>> BEGIN Records

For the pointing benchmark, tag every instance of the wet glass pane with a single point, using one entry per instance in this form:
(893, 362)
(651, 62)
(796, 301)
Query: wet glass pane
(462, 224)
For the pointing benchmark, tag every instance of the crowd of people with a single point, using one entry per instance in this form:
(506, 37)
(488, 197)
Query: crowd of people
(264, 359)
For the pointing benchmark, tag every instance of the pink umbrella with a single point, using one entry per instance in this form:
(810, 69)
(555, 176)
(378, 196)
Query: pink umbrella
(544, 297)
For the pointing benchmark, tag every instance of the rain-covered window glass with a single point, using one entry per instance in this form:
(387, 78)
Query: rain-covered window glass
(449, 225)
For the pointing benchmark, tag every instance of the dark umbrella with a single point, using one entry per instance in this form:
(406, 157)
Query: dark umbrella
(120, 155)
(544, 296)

>> END Records
>> BEGIN Records

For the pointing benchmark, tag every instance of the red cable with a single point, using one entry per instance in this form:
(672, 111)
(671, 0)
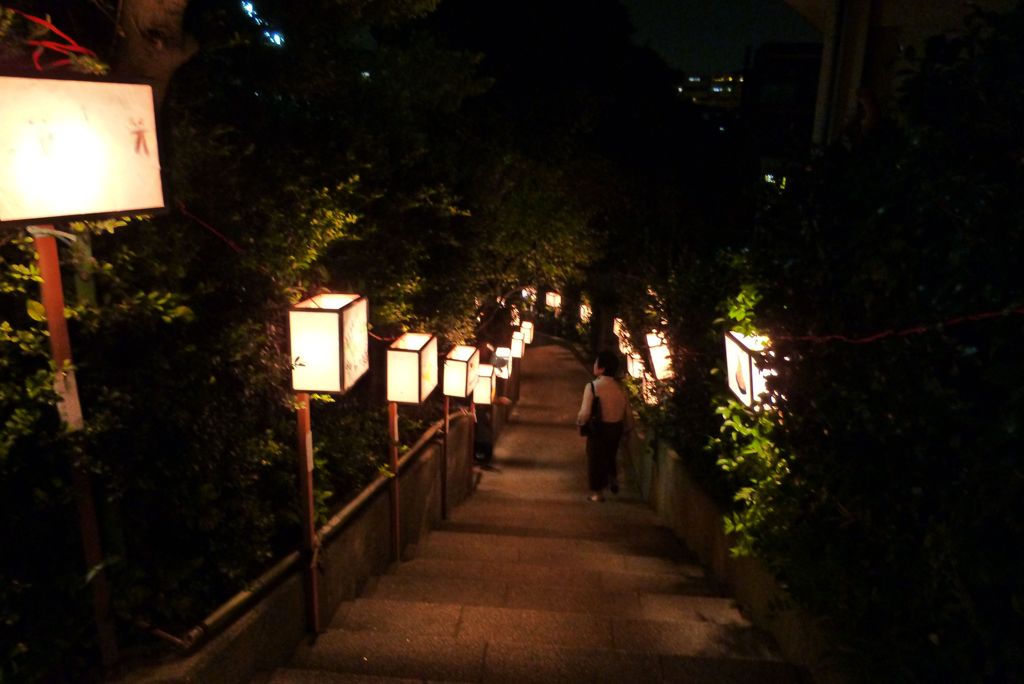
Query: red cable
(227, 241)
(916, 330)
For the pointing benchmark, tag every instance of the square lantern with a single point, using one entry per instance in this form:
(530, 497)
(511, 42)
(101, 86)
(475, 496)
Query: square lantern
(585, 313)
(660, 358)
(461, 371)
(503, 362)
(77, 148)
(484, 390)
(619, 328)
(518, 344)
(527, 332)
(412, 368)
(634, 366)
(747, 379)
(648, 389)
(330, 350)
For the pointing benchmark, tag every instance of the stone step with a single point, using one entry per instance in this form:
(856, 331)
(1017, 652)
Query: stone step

>> END Records

Quote the rows from the line with "For the pointing benchmark, tag every instance of the stone" up to and including the line with "Query: stone step", repeating them without any change.

• [Response to this exercise]
For the pointing benchmark, tag every instance of the stone step with a single point, using one entry per instance in this form:
(856, 331)
(1017, 652)
Query: stone step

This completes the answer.